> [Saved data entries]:
--- START ---

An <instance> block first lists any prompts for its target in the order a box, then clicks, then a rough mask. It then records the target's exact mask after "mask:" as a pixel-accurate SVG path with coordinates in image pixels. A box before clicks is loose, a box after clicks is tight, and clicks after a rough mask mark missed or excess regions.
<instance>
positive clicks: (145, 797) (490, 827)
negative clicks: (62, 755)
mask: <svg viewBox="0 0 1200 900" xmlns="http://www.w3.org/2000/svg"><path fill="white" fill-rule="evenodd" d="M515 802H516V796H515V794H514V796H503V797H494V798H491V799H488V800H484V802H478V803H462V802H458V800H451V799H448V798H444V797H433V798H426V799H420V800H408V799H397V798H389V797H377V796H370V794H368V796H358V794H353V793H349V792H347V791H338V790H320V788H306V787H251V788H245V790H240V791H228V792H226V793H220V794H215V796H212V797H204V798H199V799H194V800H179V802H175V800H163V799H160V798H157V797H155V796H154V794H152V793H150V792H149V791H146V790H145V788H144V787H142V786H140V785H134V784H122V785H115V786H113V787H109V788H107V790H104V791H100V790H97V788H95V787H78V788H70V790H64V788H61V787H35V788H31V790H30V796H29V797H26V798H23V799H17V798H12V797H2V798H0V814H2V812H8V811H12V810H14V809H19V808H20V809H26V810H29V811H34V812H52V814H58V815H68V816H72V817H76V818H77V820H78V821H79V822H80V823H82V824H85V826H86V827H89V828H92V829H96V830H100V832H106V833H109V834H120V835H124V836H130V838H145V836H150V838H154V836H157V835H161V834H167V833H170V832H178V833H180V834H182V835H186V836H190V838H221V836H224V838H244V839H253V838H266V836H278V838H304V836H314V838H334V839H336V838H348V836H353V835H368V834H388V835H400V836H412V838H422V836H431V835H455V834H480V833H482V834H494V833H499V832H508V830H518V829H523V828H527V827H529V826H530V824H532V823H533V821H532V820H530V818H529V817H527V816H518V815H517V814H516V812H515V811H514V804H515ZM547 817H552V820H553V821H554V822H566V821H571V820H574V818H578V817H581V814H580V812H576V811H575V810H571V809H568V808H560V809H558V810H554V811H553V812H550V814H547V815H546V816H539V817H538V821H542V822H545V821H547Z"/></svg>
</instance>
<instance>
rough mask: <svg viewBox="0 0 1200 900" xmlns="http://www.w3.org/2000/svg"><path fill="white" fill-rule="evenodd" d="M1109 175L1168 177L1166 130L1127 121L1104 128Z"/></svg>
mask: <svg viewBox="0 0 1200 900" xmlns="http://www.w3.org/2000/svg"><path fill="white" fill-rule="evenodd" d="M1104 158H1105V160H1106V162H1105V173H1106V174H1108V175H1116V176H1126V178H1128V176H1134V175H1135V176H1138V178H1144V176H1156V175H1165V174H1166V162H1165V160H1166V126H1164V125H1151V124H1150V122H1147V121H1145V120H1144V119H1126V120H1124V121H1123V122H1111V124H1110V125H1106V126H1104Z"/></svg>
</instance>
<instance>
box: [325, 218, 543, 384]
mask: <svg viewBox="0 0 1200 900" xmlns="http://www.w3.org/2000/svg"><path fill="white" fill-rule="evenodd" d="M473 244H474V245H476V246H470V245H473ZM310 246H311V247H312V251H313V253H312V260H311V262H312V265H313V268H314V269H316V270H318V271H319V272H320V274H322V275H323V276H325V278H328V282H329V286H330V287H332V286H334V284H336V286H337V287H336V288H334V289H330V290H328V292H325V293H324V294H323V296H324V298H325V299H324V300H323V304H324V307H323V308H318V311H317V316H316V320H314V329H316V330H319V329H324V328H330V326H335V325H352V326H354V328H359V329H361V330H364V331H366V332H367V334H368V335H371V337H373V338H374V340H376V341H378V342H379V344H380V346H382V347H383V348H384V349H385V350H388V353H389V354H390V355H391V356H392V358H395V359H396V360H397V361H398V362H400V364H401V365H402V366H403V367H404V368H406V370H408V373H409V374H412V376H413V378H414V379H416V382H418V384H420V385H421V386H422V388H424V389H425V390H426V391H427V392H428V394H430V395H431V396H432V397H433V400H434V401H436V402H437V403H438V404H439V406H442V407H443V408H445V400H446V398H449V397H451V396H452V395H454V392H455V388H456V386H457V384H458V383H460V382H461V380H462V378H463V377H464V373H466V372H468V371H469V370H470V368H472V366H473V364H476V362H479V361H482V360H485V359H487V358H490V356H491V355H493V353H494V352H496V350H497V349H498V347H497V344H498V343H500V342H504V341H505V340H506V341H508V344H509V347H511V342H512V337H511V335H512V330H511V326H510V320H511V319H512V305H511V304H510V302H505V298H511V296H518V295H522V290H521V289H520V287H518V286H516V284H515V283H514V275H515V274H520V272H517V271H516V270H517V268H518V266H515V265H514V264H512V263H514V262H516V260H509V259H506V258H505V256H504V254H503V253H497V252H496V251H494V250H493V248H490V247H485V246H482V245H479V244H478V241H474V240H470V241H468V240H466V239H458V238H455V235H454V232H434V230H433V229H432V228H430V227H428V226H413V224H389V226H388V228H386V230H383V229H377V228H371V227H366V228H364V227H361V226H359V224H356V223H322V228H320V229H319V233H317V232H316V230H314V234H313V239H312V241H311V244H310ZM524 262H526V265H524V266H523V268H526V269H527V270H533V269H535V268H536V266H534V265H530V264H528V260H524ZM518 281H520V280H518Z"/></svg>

--- END ---

> [EXERCISE GOAL]:
Lay out the lines as a JSON list of strings, one string per line, beginning with the first line and ending with the line that contains "negative clicks: (62, 755)". Leave out any blank lines.

> [OUTPUT FOR THIS EXERCISE]:
[
  "An <instance> block first lists any prompts for its target in the order a box, then clicks, then a rough mask. It then records the target's exact mask after \"mask:\" as a pixel-accurate SVG path with coordinates in image pixels. A box before clicks is loose, a box after clicks is tight, and clicks after a rough mask mark missed or excess regions.",
  "<instance>",
  "positive clicks: (145, 797) (490, 827)",
  "negative clicks: (62, 755)"
]